[Start]
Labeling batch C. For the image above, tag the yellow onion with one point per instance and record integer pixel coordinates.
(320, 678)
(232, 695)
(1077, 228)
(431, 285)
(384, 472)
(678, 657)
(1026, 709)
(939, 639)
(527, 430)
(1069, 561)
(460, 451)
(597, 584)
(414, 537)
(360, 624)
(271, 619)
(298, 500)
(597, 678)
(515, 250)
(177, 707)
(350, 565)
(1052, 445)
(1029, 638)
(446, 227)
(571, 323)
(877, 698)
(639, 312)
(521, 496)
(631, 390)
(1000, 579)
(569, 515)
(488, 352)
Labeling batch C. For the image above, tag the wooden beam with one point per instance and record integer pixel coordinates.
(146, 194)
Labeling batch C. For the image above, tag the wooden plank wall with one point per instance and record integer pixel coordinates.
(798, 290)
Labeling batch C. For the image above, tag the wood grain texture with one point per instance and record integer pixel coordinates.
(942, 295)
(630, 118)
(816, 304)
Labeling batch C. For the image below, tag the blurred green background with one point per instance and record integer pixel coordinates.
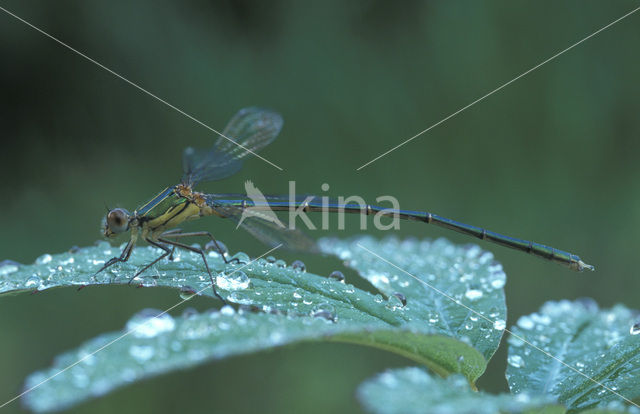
[End]
Task directions: Replace "instance" with "object" in the data from the line with "Labeling batch C. For the image above, tag the wooden plank" through the end, changing nothing else. Leave the pictures out.

Output for this exercise:
Labeling batch C. For the image above, tag the wooden plank wall with one point per object and record integer pixel coordinates.
(798, 290)
Labeling batch C. For the image above, tag the wood grain texture with one point per object and record integer pixel coordinates.
(942, 295)
(630, 118)
(816, 304)
Labeling batch C. For the image below, tag the blurred green background with one point per object and record integer pixel coordinates.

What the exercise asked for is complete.